In the records below, write out again every line from the one containing "of the black" down to the one containing "pixel 471 240", both included. Add 67 to each pixel coordinate in the answers and keep every other line unchanged.

[Collected data]
====

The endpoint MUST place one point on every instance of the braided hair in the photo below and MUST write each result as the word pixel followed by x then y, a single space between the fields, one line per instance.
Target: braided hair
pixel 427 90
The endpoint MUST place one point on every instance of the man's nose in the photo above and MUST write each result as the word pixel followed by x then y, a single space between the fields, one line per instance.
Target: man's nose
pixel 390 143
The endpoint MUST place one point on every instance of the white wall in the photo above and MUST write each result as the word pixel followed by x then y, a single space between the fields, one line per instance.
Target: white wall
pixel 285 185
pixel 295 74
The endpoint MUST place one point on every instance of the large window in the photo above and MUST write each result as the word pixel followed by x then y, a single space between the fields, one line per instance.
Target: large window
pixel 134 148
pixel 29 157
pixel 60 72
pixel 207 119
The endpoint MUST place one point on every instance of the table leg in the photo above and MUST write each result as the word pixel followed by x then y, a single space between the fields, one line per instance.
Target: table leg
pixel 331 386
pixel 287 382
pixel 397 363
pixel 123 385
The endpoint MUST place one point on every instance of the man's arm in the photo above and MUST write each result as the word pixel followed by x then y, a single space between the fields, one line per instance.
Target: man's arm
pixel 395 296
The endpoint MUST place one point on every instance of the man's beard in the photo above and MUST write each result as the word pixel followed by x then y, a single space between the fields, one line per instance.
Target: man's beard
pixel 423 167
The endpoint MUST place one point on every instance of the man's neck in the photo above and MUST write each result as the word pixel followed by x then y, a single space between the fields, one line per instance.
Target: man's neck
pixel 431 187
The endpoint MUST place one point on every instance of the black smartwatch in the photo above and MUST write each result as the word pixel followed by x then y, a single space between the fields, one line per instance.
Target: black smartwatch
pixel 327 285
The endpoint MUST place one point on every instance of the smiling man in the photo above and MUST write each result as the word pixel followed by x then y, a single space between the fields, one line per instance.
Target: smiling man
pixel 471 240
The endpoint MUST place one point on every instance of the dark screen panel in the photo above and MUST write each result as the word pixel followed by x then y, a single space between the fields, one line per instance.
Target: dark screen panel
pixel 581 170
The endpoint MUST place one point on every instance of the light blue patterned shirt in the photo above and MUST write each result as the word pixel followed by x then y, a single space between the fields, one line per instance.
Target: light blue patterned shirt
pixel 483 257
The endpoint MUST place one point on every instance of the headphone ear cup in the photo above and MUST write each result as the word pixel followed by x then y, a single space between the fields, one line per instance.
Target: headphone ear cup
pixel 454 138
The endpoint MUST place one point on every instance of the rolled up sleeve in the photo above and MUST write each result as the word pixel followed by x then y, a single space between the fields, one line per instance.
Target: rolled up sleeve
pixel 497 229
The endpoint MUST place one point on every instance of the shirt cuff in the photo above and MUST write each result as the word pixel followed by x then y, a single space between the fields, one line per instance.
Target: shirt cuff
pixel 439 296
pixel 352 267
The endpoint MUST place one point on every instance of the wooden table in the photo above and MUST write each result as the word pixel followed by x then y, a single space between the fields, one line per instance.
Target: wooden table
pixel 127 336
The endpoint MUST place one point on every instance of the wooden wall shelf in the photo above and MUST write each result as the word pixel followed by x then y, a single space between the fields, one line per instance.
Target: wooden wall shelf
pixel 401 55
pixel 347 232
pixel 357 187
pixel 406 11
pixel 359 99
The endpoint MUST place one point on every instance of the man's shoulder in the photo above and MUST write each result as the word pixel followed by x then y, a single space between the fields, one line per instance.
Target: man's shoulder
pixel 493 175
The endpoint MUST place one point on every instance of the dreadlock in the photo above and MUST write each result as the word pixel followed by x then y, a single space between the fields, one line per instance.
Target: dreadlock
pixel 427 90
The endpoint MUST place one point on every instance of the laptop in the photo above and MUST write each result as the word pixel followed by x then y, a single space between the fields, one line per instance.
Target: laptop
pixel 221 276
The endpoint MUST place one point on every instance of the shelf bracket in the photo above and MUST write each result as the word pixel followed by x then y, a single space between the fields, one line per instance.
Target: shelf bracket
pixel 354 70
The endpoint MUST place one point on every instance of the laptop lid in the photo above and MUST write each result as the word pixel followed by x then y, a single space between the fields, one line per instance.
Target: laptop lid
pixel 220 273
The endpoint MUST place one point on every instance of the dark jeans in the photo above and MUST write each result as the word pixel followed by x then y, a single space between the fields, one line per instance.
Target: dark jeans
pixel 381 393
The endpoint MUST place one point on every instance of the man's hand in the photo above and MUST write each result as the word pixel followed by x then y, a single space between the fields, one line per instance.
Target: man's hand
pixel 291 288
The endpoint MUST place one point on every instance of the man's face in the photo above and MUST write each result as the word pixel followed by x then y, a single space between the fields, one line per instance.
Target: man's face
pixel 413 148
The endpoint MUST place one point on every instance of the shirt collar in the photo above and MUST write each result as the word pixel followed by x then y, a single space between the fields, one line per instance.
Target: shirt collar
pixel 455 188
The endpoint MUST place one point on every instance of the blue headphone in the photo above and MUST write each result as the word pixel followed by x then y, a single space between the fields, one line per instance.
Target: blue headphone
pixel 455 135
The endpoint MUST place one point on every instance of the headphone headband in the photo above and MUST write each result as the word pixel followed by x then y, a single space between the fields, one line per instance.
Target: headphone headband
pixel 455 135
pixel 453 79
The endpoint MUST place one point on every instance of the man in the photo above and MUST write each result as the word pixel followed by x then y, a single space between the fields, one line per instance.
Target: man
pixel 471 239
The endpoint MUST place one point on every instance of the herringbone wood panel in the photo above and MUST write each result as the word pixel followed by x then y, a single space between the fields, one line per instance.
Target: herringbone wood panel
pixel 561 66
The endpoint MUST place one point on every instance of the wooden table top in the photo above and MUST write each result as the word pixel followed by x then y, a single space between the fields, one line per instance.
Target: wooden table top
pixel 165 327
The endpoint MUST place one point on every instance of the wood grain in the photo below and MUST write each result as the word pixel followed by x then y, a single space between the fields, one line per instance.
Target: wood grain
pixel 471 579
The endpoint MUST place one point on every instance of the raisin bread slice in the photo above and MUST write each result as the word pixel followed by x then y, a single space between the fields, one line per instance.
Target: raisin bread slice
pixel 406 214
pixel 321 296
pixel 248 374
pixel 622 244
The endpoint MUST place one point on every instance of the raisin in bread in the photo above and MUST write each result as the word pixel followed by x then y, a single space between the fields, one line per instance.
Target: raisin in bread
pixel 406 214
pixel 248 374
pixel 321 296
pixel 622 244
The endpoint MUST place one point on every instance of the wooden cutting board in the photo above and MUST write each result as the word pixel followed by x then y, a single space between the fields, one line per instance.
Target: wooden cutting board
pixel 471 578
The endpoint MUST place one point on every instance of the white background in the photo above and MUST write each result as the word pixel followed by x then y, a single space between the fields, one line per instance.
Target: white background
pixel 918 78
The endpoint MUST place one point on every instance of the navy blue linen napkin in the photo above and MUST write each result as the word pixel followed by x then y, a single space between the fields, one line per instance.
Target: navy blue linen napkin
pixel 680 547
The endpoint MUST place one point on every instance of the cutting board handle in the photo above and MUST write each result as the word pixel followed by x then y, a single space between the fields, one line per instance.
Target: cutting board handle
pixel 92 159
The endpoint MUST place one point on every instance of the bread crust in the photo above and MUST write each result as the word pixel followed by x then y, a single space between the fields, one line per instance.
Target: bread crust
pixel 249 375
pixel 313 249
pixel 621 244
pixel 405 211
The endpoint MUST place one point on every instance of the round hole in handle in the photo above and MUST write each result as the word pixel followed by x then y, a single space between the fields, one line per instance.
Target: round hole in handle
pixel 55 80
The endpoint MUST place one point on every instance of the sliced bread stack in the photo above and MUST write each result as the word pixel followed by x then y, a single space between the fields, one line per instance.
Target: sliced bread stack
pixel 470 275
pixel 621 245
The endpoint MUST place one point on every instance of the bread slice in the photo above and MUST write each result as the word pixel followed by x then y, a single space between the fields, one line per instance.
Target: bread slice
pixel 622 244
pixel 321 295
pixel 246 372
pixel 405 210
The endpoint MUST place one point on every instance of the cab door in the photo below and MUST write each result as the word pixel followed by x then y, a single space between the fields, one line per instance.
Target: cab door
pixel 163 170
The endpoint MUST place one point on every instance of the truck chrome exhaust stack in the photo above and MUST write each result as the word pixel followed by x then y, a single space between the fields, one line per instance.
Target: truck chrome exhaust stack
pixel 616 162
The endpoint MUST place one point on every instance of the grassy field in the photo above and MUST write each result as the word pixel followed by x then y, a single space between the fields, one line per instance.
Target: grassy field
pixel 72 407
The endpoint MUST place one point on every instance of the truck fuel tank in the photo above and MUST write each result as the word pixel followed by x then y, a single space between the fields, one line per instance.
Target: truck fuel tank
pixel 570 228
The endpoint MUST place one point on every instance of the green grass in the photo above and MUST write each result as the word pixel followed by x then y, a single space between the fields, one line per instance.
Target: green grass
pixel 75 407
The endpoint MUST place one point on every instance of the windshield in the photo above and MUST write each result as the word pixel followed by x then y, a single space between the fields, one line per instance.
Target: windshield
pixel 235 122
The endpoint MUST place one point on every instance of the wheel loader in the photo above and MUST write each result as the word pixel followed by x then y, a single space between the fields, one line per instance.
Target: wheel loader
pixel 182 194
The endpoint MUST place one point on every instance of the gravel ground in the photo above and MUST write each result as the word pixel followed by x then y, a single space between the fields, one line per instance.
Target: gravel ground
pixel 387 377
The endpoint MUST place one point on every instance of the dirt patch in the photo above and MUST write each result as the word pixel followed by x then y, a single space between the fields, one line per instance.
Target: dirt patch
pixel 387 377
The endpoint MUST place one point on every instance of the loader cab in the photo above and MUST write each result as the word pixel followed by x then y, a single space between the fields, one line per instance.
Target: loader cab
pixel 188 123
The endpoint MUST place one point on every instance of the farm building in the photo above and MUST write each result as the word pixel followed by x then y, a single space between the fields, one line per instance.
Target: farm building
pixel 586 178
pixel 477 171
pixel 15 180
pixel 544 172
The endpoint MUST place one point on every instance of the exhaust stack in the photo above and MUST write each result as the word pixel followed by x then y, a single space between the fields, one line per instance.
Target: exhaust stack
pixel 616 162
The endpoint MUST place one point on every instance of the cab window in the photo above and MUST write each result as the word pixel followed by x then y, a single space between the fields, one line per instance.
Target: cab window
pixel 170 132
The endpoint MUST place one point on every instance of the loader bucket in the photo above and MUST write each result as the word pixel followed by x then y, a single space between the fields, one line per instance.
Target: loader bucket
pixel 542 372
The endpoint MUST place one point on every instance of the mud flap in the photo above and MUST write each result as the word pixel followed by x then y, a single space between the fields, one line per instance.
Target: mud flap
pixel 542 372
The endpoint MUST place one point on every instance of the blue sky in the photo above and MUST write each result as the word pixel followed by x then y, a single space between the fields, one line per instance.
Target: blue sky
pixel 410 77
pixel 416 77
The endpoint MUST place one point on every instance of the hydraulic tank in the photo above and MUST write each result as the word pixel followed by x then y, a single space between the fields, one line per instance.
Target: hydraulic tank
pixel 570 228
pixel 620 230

====

§ **Answer below**:
The endpoint MUST place one point on every instance of the black smartwatch in the photo above and MUST write each result as the word pixel followed by x then y, a single space between the fields, one line per instance.
Target: black smartwatch
pixel 394 352
The endpoint MUST place one point on every instance of the smiling man in the photo above and MUST write each result as the word pixel followed by x then y, a single space between the fields, one line per instance.
Target: smiling man
pixel 538 307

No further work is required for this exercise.